_Rows_.

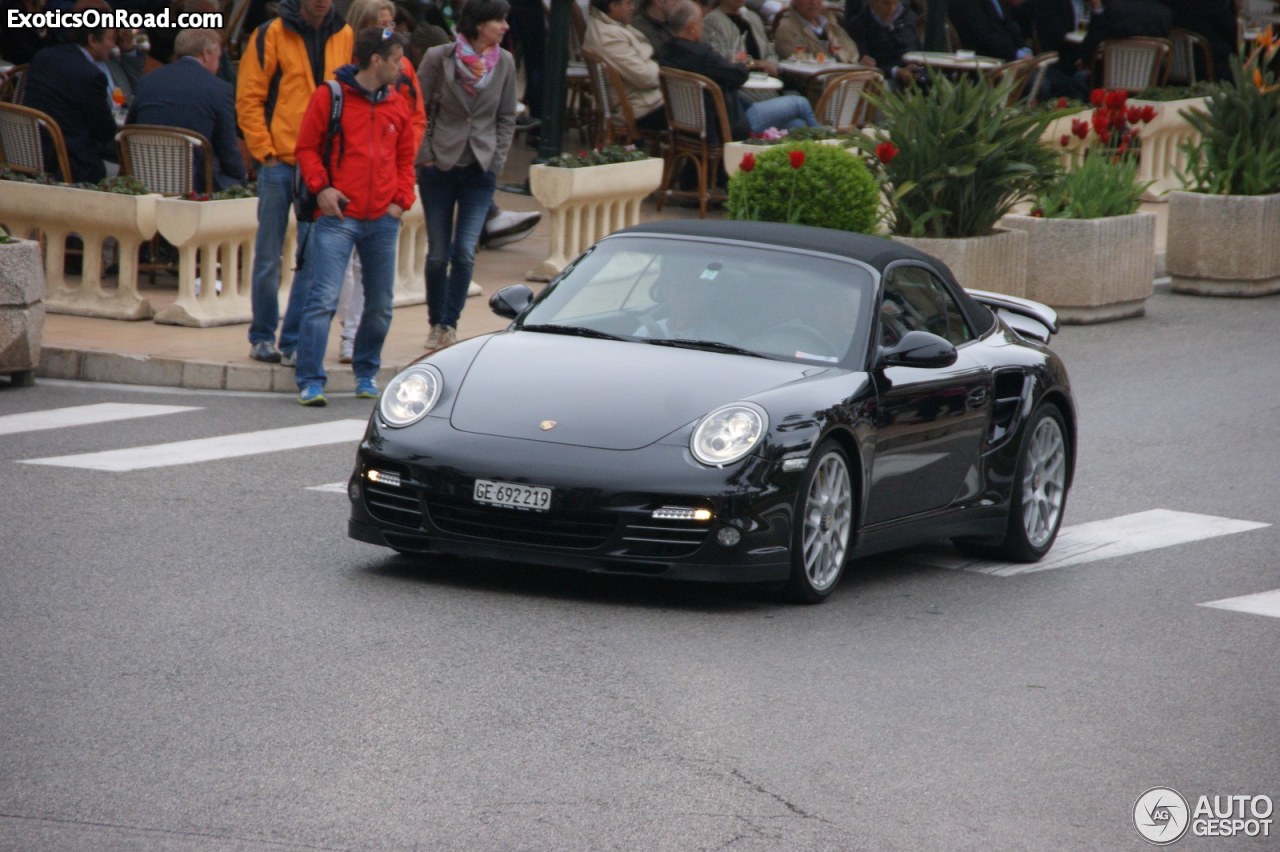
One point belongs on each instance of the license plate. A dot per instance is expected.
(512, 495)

---

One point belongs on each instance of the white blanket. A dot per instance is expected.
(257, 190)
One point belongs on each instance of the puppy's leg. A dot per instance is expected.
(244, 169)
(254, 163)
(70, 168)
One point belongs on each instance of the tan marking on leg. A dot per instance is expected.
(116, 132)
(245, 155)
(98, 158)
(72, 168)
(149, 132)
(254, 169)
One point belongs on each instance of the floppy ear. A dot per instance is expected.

_What to produce_. Print the listing lines verbatim, beginning at the line that contains "One point belongs on each instance of the tan" and stopping after the line that contains "One point belongs on each instance of the floppy".

_Exercise response_.
One point belongs on each instance of the tan marking on leg. A dot per instance is expected.
(116, 132)
(245, 155)
(98, 158)
(72, 168)
(149, 132)
(254, 169)
One point belongs on each instance of the floppy ear. A dot per instance is expected.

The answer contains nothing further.